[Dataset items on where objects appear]
------------------------------------
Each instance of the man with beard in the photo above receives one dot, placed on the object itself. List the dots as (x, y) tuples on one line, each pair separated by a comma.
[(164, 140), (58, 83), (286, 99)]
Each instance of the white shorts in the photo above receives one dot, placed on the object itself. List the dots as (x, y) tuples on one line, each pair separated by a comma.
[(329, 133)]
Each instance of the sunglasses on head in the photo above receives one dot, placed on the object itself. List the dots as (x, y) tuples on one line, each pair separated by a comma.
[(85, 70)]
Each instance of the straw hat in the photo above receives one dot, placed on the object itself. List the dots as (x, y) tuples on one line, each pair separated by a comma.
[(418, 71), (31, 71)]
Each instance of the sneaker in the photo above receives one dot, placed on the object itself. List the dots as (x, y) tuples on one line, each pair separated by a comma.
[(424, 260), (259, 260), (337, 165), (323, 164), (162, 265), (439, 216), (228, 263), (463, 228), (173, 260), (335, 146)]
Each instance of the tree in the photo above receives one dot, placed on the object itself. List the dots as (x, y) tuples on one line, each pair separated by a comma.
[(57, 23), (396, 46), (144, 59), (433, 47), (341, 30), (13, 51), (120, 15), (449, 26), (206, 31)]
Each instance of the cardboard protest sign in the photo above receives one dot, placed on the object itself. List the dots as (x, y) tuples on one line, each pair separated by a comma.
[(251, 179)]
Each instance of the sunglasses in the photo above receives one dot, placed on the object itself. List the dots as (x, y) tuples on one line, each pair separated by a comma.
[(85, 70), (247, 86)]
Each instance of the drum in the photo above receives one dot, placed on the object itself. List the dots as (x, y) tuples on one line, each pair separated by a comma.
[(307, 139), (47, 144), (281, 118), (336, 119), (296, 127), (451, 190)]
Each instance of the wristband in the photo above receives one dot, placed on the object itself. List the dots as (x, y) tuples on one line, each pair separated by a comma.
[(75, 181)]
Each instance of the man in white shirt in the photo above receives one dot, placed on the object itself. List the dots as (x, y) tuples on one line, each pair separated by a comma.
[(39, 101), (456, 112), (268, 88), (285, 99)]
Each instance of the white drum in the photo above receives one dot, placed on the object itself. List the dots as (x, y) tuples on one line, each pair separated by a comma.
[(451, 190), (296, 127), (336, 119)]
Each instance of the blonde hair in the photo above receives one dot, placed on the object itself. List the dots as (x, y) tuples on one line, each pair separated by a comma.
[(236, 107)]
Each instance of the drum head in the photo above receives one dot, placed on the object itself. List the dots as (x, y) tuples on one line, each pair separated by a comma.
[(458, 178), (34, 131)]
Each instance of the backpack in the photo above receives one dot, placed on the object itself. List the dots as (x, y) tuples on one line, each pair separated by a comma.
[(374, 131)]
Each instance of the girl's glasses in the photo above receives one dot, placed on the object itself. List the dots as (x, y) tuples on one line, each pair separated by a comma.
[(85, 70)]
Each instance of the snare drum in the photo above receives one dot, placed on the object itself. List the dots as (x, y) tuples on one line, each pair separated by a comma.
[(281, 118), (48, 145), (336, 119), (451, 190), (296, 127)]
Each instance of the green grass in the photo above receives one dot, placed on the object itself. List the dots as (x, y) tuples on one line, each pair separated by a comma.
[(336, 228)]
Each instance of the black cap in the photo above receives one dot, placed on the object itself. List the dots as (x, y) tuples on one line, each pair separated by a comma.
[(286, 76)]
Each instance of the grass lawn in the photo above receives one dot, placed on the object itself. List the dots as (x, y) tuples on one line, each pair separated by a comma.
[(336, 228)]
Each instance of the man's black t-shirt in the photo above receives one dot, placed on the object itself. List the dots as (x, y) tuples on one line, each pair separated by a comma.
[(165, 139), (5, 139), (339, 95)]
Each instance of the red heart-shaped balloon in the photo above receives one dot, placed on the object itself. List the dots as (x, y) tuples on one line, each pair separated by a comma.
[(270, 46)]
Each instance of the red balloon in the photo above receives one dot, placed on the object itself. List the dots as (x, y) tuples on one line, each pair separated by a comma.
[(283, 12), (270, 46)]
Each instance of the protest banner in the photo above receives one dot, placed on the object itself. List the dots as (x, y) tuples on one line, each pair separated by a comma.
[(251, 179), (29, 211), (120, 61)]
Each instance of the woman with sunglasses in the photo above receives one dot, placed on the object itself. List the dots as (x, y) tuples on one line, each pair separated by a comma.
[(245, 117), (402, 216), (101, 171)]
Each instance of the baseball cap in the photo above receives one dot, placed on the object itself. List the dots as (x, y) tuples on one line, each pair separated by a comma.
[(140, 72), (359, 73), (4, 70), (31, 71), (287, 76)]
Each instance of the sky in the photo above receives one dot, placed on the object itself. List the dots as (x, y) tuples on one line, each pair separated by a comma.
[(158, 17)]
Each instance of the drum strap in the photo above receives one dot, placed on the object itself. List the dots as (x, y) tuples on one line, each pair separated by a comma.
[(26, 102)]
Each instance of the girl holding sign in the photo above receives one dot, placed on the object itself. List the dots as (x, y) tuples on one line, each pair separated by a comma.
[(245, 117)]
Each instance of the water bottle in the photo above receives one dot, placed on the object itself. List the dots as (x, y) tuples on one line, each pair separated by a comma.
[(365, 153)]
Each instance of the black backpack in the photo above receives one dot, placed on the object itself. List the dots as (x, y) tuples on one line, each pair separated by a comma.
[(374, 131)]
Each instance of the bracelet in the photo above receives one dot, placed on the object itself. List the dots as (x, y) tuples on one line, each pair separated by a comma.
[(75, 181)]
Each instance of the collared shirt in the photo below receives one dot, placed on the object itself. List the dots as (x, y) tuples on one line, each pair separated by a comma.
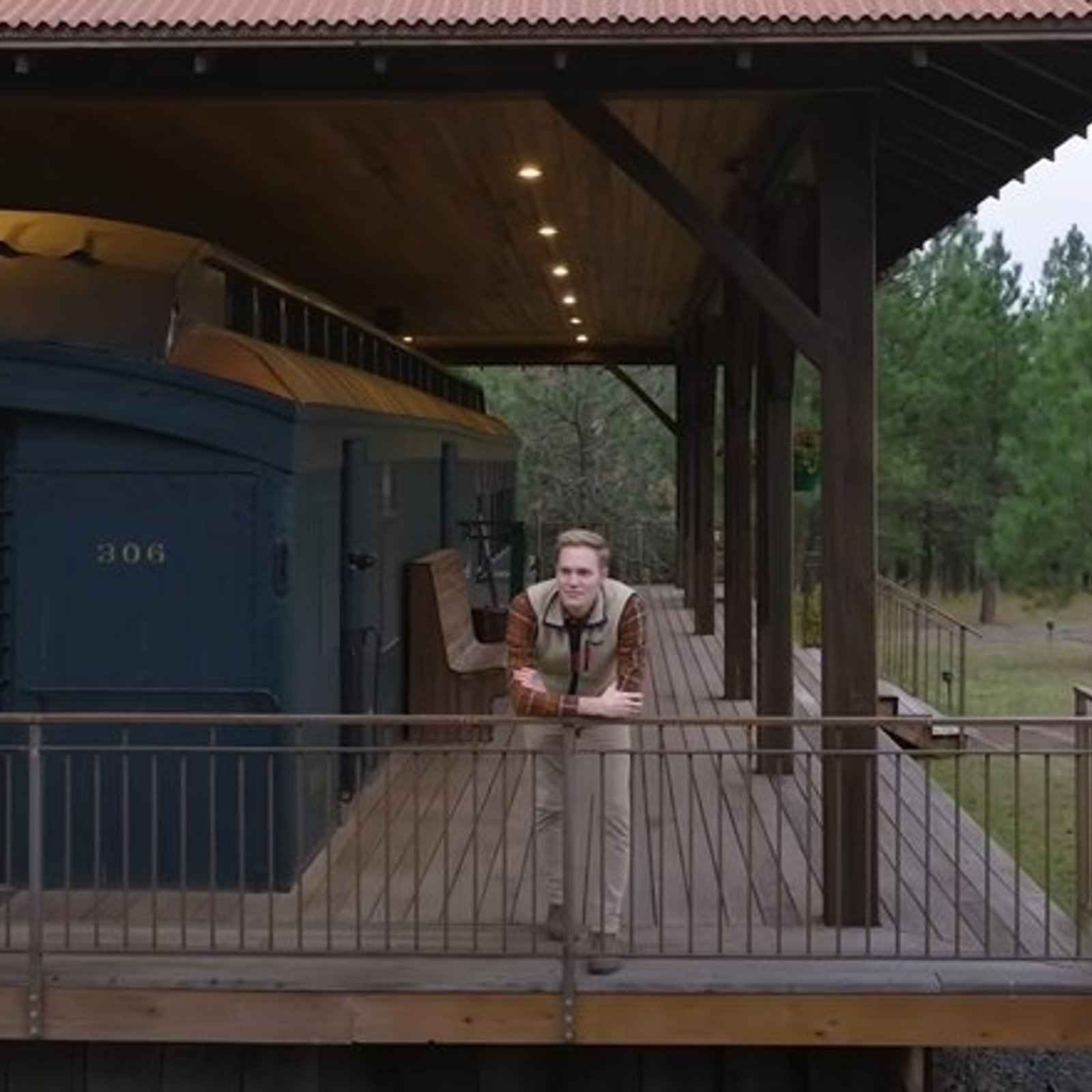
[(521, 638)]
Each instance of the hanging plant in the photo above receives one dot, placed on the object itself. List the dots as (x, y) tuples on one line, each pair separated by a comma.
[(807, 452)]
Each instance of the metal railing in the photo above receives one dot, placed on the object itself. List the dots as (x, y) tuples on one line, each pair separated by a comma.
[(921, 648), (227, 835)]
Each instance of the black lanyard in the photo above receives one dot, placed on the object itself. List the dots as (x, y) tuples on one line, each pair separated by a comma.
[(575, 629)]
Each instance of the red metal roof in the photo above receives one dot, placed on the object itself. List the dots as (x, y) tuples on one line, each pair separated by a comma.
[(319, 16)]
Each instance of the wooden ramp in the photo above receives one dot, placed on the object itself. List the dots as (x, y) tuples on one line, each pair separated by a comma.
[(423, 919), (438, 854)]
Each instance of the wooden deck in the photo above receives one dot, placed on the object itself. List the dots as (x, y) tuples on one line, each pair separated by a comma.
[(429, 897)]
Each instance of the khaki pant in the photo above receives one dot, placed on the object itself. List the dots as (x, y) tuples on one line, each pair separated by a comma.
[(601, 791)]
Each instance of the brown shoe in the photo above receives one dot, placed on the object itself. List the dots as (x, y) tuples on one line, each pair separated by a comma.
[(605, 958)]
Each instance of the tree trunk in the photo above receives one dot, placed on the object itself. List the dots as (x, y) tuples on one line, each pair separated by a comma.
[(988, 609)]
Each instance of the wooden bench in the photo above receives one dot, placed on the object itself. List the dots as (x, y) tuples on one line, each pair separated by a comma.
[(449, 670)]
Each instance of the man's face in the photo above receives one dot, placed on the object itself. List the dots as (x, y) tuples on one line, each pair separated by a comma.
[(579, 579)]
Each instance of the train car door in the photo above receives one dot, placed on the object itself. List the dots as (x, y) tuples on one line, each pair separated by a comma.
[(362, 609)]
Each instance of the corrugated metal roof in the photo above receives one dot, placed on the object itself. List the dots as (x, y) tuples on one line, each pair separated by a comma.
[(243, 16)]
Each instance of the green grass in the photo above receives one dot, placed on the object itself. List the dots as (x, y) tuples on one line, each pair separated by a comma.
[(1018, 672), (1031, 816), (1026, 678)]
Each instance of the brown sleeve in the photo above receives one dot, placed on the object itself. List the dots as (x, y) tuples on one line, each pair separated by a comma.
[(631, 646)]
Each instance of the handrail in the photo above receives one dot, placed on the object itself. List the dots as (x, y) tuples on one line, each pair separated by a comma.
[(424, 859), (1082, 804), (889, 586), (922, 648)]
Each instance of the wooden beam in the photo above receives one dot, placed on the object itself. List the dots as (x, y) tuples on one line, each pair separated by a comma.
[(781, 147), (526, 356), (738, 518), (710, 342), (1002, 1018), (871, 1019), (591, 118), (848, 278), (644, 397)]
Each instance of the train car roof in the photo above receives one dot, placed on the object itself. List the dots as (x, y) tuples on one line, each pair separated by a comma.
[(311, 382)]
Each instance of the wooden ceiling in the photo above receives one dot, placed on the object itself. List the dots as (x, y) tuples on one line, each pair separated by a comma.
[(391, 187), (407, 205)]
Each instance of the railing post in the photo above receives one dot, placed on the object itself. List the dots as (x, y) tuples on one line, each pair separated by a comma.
[(962, 671), (915, 650), (568, 879), (1084, 806), (35, 844)]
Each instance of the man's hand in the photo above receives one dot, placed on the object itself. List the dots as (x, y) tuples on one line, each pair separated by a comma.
[(530, 678), (613, 702)]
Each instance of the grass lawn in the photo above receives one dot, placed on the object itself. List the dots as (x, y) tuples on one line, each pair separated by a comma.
[(1032, 816), (1018, 670), (1026, 678)]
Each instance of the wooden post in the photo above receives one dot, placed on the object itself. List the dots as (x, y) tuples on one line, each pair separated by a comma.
[(848, 278), (688, 472), (775, 564), (738, 522), (788, 242), (704, 546)]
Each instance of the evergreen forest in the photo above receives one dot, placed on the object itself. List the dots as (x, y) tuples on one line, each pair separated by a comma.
[(986, 425)]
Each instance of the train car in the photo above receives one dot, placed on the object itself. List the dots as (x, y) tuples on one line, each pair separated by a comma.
[(211, 484)]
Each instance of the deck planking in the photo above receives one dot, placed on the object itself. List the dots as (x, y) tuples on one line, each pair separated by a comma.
[(437, 854)]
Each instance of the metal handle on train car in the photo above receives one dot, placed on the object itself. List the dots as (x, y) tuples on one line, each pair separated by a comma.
[(360, 562)]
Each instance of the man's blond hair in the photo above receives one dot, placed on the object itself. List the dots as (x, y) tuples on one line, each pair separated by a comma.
[(580, 536)]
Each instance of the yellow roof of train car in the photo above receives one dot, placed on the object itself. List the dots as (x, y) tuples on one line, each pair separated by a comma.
[(311, 382)]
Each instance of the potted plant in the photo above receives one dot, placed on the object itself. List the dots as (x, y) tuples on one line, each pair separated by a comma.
[(807, 449)]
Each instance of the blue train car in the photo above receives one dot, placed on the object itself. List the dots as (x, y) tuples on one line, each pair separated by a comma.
[(211, 486)]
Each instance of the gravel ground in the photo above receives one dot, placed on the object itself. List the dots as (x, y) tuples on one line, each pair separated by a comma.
[(1013, 1072)]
------------------------------------
• [WRITTEN EXERCISE] Write out everything from the line containing "Each instance of the blue" down to the end of the items above, exactly as it appears there.

• [EXERCISE SOLUTION]
Each instance of the blue train car in the photo above receives one dot, placed on the object itself. List the dots as (x, y) tuples on one line, each pair separated by a comma.
[(211, 486)]
Each instance of the gravel ground in the photo above receives one dot, placed on the object itself. List the dots as (x, y) tuples on one line, each pair separated by a comma.
[(1013, 1072)]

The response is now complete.